Tasks
a – From the BBC election-night excerpt, reproduce word for word the passage starting with "For politicians and" and going on through "its proper owner.".
b – Name every place the BBC election-night excerpt says the arc of tolerated misbehaviour ran through.

— Start of Source text —

And that party was only getting started. As the night wore on and the politicians, academics and journalists came and went, but mostly came and stayed, the whole place, and the labyrinth of corridors, scenery docks and stage lifts surrounding it, began to resemble something between a University May Ball and the last days of Rome.

People were being sick in corridors, being discovered “in flagrante” in lifts or sneaking off into unlocked offices. Some, bearing an uncanny resemblance to their Spitting Image puppets, became far too slurry and unsteady on their feet to go before Dimbleby and co at the appointed time.

Back then, juniors like me were often sent to pick up politicians and other public figures, because if they were not physically guided they’d forget to turn up altogether or go to the wrong place. We’d arrive rather sheepishly outside clubs, parties and private homes — sometimes not the private homes that they were supposed to be living in. We’d gently lead them away from whatever drunken dinner they were at and take them to the studio where more free alcohol was always available. And everyone was smoking.

For politicians and journalists alike, it was an especially louche time. And secrets, by and large, were kept along an arc of tolerated misbehaviour that ran from Westminster through St James’ to Notting Hill and White City. Albertines Wine Bar and Julie’s restaurant both had booths you could dissolve into during lunches that slipped toward early evening, and the “cinq a sept” trade in the local hotels was always healthy.

There was a BBC chauffeur driving company run by a man called Niven, and a late night “Niven Car” was the ultimate perk when the White City and Lime Grove bars finally closed. I’m not the only BBC veteran who’ll remember when a certain public figure left an item of intimate female clothing on the back seat of her “Niven” after an over-enthusiastic snog on her way home. It was duly recovered, popped into a plastic bag and discreetly couriered back to its proper owner.

I’m making it sound more fun than it was. There was a lot of awful behaviour that went unremarked and unpunished, especially the leering, groping and grabbing that my female colleagues had to put up with endlessly, some of which would today rightly be called sexual assault. And, of course, this permissive culture was the ideal environment for celebratory predators, the Jimmy Savilles, Stuart Halls and Cyril Smiths (one of David Dimbleby’s guests that very election night). We all heard the gossip, but nobody made a challenge.

But if I could have any part of that world back it would be this: we didn’t expect, need or want our MPs, ministers or their shadows to be plaster saints.

Phil Craig, “I’m done with po faced politicians”, The Critic, 2022-05-18.

— End of Source text —
— Start of Material supplied —

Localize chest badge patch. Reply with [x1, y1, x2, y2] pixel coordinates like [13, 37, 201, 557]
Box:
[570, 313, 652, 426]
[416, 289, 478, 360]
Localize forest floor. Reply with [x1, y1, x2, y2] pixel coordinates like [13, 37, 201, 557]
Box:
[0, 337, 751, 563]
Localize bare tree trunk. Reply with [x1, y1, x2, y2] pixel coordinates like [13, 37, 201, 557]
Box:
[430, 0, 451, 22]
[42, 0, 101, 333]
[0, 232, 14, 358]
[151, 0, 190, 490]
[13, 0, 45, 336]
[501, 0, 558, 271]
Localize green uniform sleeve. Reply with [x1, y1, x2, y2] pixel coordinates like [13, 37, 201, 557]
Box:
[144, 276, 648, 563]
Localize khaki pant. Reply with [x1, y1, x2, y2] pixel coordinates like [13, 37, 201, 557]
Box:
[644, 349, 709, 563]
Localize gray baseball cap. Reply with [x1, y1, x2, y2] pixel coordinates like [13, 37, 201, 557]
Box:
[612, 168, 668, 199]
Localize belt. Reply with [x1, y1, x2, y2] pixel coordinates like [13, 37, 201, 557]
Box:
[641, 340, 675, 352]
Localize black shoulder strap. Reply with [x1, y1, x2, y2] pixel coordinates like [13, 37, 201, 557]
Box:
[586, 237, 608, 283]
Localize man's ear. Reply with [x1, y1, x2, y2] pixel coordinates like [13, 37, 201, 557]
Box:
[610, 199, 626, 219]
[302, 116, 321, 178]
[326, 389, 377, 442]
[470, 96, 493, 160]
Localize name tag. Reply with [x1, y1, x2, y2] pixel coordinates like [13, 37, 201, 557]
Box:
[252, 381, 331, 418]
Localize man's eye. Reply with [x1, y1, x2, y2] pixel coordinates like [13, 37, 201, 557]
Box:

— End of Material supplied —

Results of the tasks
a –
For politicians and journalists alike, it was an especially louche time. And secrets, by and large, were kept along an arc of tolerated misbehaviour that ran from Westminster through St James’ to Notting Hill and White City. Albertines Wine Bar and Julie’s restaurant both had booths you could dissolve into during lunches that slipped toward early evening, and the “cinq a sept” trade in the local hotels was always healthy.

There was a BBC chauffeur driving company run by a man called Niven, and a late night “Niven Car” was the ultimate perk when the White City and Lime Grove bars finally closed. I’m not the only BBC veteran who’ll remember when a certain public figure left an item of intimate female clothing on the back seat of her “Niven” after an over-enthusiastic snog on her way home. It was duly recovered, popped into a plastic bag and discreetly couriered back to its proper owner.

b – Westminster, St James', Notting Hill, White City